You are currently viewing So you want a shorter test

So you want a shorter test

There are 1000s of tests, scales, and assessments that have been made in the social sciences and in life in general. Sometimes, these are far too long. Take, for instance, the 560+ yes/no questions long MMPI-2 scale for measuring psychopathology (mental illness), or the 300 item long IPIP big five personality test. Clearly, for most practical purposes, these tests are too long. You can’t just put them in your survey and expect people to finish, and if you send them to a relative, they are more likely to groan than to tell you their results.

So how does one abbreviate a scale anyway? It’s a big topic. Years ago, I read a very interesting blogpost by Tal Yarkoni on this (also an academic paper). In his follow-up post, he made the startling observation that:

Suppose you have two completely uncorrelated items, and you decide to administer them together as a single scale by simply summing up their scores. For example, let’s say you have an item assessing shoelace-tying ability, and another assessing how well people like the color blue, and you decide to create a shoelace-tying-and-blue-preferring measure. Now, this measure is clearly nonsensical, in that it’s unlikely to predict anything you’d ever care about. More important for our purposes, its internal consistency would be zero, because its items are (by hypothesis) uncorrelated, so it’s not measuring anything coherent. But that doesn’t mean the measure is unreliable! So long as the constituent items are each individually measured reliably, the true reliability of the total score could potentially be quite high, and even perfect. In other words, if I can measure your shoelace-tying ability and your blueness-liking with perfect reliability, then by definition, I can measure any linear combination of those two things with perfect reliability as well. The result wouldn’t mean anything, and the measure would have no validity, but from a reliability standpoint, it’d be impeccable.

Information.
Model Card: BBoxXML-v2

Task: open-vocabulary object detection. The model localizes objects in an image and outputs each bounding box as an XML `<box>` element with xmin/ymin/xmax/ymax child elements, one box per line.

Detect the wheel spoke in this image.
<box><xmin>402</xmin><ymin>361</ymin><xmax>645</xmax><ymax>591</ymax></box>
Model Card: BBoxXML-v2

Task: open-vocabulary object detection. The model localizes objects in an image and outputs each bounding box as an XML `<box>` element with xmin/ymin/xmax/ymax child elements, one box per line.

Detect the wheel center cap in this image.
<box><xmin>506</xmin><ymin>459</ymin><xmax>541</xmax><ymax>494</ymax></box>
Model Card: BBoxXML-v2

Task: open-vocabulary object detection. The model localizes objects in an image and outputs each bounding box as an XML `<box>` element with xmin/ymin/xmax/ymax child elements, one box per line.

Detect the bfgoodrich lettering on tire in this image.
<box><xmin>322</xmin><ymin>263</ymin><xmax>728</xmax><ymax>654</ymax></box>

What this exercise asks.
**A)** According to the text on shortening tests, how many items long is the IPIP big five personality test?
**B)** Rewrite the part of the text on shortening tests that begins at the words "You are currently" and ends after "you their results.", putting "friend" in place of "relative".
**C)** Write the next part of the text on shortening tests, starting right after its last sentence.

Answers by task.
**A)** 300 items.

**B)**
You are currently viewing So you want a shorter test

So you want a shorter test

There are 1000s of tests, scales, and assessments that have been made in the social sciences and in life in general. Sometimes, these are far too long. Take, for instance, the 560+ yes/no questions long MMPI-2 scale for measuring psychopathology (mental illness), or the 300 item long IPIP big five personality test. Clearly, for most practical purposes, these tests are too long. You can’t just put them in your survey and expect people to finish, and if you send them to a friend, they are more likely to groan than to tell you their results.

**C)**
In other words, in terms of efficiency, Cronbach’s alpha is actually your enemy. It is a measure of redundancy, which has some relationship to reliability (getting consistent results when measuring twice). Unfortunately, alpha is the most widely used metric (because default in most software) and the one people usually abbreviate scales using. The result is that researchers develop scales that basically ask the same thing over and over, because this way, of course, the responses to the different items will be highly consistent, giving a nice alpha value that helps getting the papers published. It also means you might spend 5 minutes asking 30 questions to only measure one trait marginally better than if you had spent 30 seconds, and spent the other 4.5 minutes measuring something else. Yarkoni’s dream scenario is that researchers drop this idea. Instead, they should find a collection of, say, 100 questions that don’t seem to have anything much in common, but which can be scored in many ways to measure different traits.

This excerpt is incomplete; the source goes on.